→ **TRECHO APRESENTADO**

◆ ◆ ◆ ◆

Sonia Bacelar: a mulher que é referência de doces em Curitiba
Ao abrir os álbuns de fotos com bolos feitos na década de 1990, tive a certeza de que Sonia Bacelar sabe inovar e, ao mesmo tempo, se ater ao seu tempo. Dona de uma personalidade ímpar e curiosa, está no mercado há quase trinta anos, inovando na forma como se faz doces e festas. Ao trazer sua criatividade e o melhor da pâtisserie européia a Curitiba, construiu uma reputação que carrega até hoje. De boca em boca, realizou festas épicas que hoje as pessoas lembram com nostalgia. Como reconhece, é a “Sonia dos bolos e dos doces”.
Ao longo da trajetória, não se permitiu ficar parada. De tortas foi para bolos, que evoluíram para grandes eventos sociais e corporativos. Sua empresa é uma das únicas com estrutura para atender festas de grande porte. Há 12 anos expandiu seu domínio de doces para salgados. Abriu um café há dois anos atrás e um restaurante de bufê. Tem canal no Youtube e, ano que vem, planeja publicar um livro.

◆ ◆ ◆ ◆

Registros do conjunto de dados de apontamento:

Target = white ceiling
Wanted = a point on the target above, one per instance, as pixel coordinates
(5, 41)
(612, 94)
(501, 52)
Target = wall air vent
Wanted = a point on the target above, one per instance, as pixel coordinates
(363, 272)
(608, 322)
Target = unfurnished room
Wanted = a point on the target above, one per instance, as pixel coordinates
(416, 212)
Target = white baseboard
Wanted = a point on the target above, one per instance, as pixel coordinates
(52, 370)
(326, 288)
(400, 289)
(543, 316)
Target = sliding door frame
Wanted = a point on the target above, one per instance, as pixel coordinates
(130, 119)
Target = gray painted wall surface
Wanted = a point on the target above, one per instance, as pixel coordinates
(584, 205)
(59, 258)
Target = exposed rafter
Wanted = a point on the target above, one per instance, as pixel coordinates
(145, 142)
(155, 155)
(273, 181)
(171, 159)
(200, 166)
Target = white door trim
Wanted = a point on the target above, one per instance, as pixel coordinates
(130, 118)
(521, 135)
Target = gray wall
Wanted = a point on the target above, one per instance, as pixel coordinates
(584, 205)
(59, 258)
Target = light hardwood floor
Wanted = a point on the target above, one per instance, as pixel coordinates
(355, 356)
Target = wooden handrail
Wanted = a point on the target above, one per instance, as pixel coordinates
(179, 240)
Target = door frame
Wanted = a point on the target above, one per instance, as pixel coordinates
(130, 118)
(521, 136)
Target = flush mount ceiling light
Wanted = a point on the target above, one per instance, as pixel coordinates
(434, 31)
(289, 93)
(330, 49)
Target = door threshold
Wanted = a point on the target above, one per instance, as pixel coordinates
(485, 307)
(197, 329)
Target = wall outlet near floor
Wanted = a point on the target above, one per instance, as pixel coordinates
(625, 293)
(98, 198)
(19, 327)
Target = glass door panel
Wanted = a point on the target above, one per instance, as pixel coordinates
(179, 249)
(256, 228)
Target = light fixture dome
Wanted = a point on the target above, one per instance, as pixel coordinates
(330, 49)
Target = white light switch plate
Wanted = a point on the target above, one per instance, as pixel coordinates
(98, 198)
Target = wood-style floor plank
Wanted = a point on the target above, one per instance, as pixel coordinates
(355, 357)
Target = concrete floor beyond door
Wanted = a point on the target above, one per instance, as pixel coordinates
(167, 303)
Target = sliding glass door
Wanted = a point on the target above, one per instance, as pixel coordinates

◆ ◆ ◆ ◆

→ **O QUE FAZER**
Você pode transcrever, sem alterar nada, a parte do texto sobre Sonia Bacelar que começa em "Ao longo da" e termina em "publicar um livro."? Os registros não têm relação alguma com o que se pede aqui.

→ **RESPOSTA ESCRITA**
Ao longo da trajetória, não se permitiu ficar parada. De tortas foi para bolos, que evoluíram para grandes eventos sociais e corporativos. Sua empresa é uma das únicas com estrutura para atender festas de grande porte. Há 12 anos expandiu seu domínio de doces para salgados. Abriu um café há dois anos atrás e um restaurante de bufê. Tem canal no Youtube e, ano que vem, planeja publicar um livro.